=== Текстовый блок ===
Честность, справедливость, разум не были для него простыми словами, украшающими звучные послания или призванными задобрить слушателей его страстных речей; они были самыми реальными из всех реальностей, моральными рычагами, которые требовалось использовать, чтобы разрядить тупиковую ситуацию, в которую погружалась цивилизация.
ГЛАВА XI. ВНЕШНЯЯ ПОЛИТИКА РУЗВЕЛЬТА
Принося присягу в Буффало, Рузвельт пообещал продолжить курс президента Мак-Кинли. И он приступил к выполнению этого обещания со всей преданностью. Он оставил кабинет Мак-Кинли*, который завершал разработку уже согласованных мер. Мак-Кинли был, пожалуй, самым добродушным президентом из всех, кто когда-либо занимал Белый дом. Он инстинктивно избегал задевать чьи-либо чувства. Люди, которые приходили к нему в гневе, чтобы пожаловаться на какое-то неугодное им действие, находили в нем «цветник роз», слишком милый и мягкий, чтобы обходиться с ним сурово. Он умел сказать «нет» просителям должностей столь мягко, что те не испытывали ни малейшей обиды. В течение двадцати лет он столь медоточиво отстаивал защитный тариф и настолько искренне верил в его эффективность, что в любой момент мог войти в гипнотический транс, повторяя собственные фразы. Если он когда-либо и изучал этот экономический вопрос, то это было очень давно, и, усвоив догмы, от принятия которых республиканцу из Огайо едва ли удалось бы уклониться, он никогда не пересматривал их и даже не подвергал сомнению их состоятельность. Его протекционизм, подобно сыру, с годами становился лишь крепче. Как политик он был столь гостеприимен, что в избирательной кампании 1896 года, шедшей под лозунгом сохранения золотого стандарта и финансовой честности Соединенных Штатов, он совершенно отчетливо дал понять, что не питает предубеждений против свободного обращения серебра, и лишь в самый последний момент республиканские руководители смогли убедить его занять твердую позицию в пользу золота.
* В апреле 1901 года Дж. В. Григгс ушел в отставку с поста генерального прокурора, и его сменил П. С. Нокс; в январе 1902 года на посту генерального почтмейстера К. Э. Смита сменил Г. В. Пейн.

=== Предоставленные материалы ===
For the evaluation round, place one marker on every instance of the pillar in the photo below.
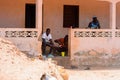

=== Используя сведения ===
1. Согласно отрывку о Рузвельте и Мак-Кинли, в каком городе Рузвельт принес присягу?
2. Пожалуйста, перепишите часть отрывка о Рузвельте и Мак-Кинли без изменений: начните со слов «Честность, справедливость, разум» и остановитесь после слов «которую погружалась цивилизация.».
3. Продолжите отрывок о Рузвельте и Мак-Кинли, начав сразу после его последнего предложения.

=== Список ответов ===
1. В Буффало.

2.
Честность, справедливость, разум не были для него простыми словами, украшающими звучные послания или призванными задобрить слушателей его страстных речей; они были самыми реальными из всех реальностей, моральными рычагами, которые требовалось использовать, чтобы разрядить тупиковую ситуацию, в которую погружалась цивилизация.

3.
Главное дело, оставленное ему в наследство Мак-Кинли — работа, которую Рузвельт подхватил и продолжил, — касалось империализма. Испанская война выдвинула эту тему на передний план, оставив нас хозяевами Филиппин и возложив на нас ответственность за Кубу и Пуэрто-Рико. Мы заплатили Испании за Филиппины и, несмотря на конституционные сомнения по поводу того, как такая республика, как Соединенные Штаты, может покупать или удерживать зависимые народы, принялись завоевывать эти острова и устанавливать там американскую администрацию. Мы также обращались с Пуэрто-Рико как с колонией, наслаждающейся благом нашего правления. И хотя мы позволили Кубе основать собственную республику, мы дали ясно понять, что за ней стоит наша благожелательная защита.
Все это составляло империализм, против которого протестовали многие из наших самых здравомыслящих граждан. Они утверждали, что как доктрина он противоречит фундаментальным принципам, на которых строилась наша нация. С момента принятия Декларации независимости Америка представала перед миром как защитник и пример свободы, а в результате Гражданской войны она очистила себя от рабства. Империализм сделал ее госпожой народов, с которыми никто никогда не советовался. Подобную моральную несогласованность нельзя было терпеть. Вдобавок к этому существовала политическая опасность, таящаяся в обладании владениями на другой стороне Тихого океана. Чтобы удерживать их, мы должны были быть готовы защищать их, а защита повлекла бы за собой поддержание военно-морских и сухопутных вооружений и разжигание воинственного духа, противного нашим традициям. Короче говоря, империализм сделал Соединенные Штаты мировой державой и подверг их связанным с этим опасностям и хитросплетениям.